Pointing dataset records:
** START **
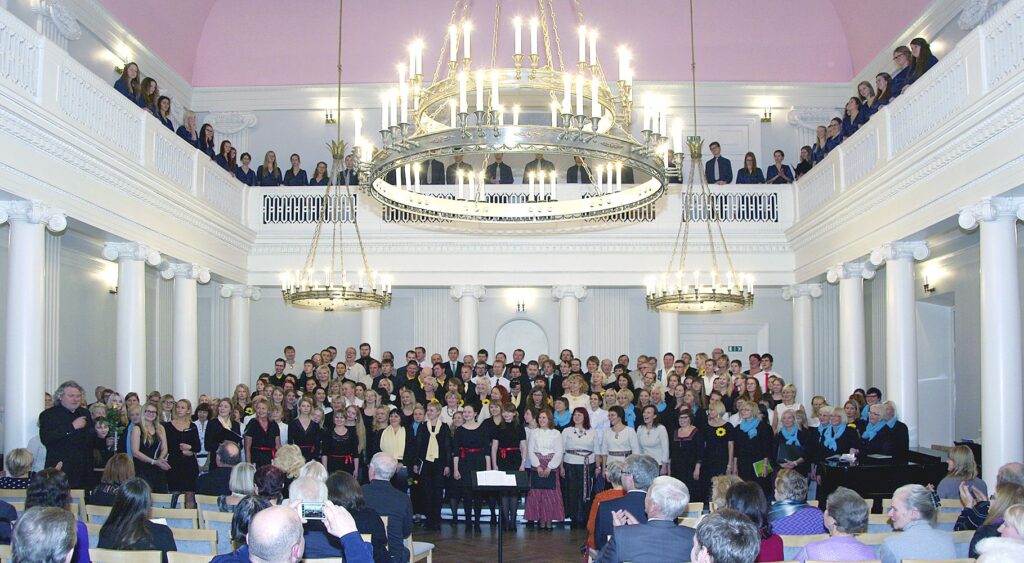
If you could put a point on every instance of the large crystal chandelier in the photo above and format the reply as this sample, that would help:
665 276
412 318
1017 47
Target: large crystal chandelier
539 104
334 287
683 291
** END **
Written instruction: Repeat the data exactly in full, omitting its pictures.

Answer:
If you could put a point on every instance of the large crystal chandelier in the photo above and format the reply as this sample, that would help:
665 276
412 318
1017 47
Target: large crystal chandelier
539 104
334 287
683 291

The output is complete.